◆ BRIEF: Extract every line of the records that contains the string "green", treating case as significant.

** START EXTRACTED DATA **

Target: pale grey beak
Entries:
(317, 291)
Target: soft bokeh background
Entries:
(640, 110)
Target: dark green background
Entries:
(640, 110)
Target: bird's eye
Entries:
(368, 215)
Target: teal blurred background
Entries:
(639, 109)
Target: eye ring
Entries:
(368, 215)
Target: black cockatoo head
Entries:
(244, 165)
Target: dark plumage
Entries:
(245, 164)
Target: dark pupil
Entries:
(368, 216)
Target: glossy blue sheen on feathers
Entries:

** END EXTRACTED DATA **
** START EXTRACTED DATA **

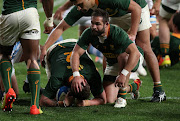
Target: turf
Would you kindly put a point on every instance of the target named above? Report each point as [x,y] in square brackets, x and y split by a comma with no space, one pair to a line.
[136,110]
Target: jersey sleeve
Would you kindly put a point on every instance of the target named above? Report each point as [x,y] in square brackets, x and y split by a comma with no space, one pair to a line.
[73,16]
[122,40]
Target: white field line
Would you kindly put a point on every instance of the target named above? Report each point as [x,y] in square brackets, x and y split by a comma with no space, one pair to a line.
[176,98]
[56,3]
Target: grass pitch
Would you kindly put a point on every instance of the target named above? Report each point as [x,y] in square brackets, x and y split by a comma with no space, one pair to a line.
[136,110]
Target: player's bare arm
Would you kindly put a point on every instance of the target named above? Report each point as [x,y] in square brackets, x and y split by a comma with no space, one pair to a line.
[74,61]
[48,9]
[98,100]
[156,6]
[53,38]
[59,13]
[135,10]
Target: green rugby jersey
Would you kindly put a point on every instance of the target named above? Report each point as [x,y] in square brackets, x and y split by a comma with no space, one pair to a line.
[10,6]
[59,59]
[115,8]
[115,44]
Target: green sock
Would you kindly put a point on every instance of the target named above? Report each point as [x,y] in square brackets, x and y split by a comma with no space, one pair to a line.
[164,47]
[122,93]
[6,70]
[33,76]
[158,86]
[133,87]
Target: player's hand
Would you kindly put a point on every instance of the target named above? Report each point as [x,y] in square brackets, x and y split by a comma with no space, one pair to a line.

** END EXTRACTED DATA **
** START EXTRACTED DATA **

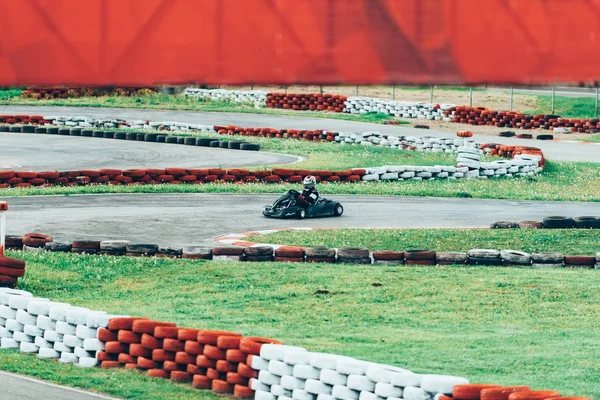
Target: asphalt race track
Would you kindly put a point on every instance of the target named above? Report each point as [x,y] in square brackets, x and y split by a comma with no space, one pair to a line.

** END EXTRACTED DATA **

◆ WRITTEN SOLUTION:
Target: dark green background
Target: green rugby jersey
Target: green sock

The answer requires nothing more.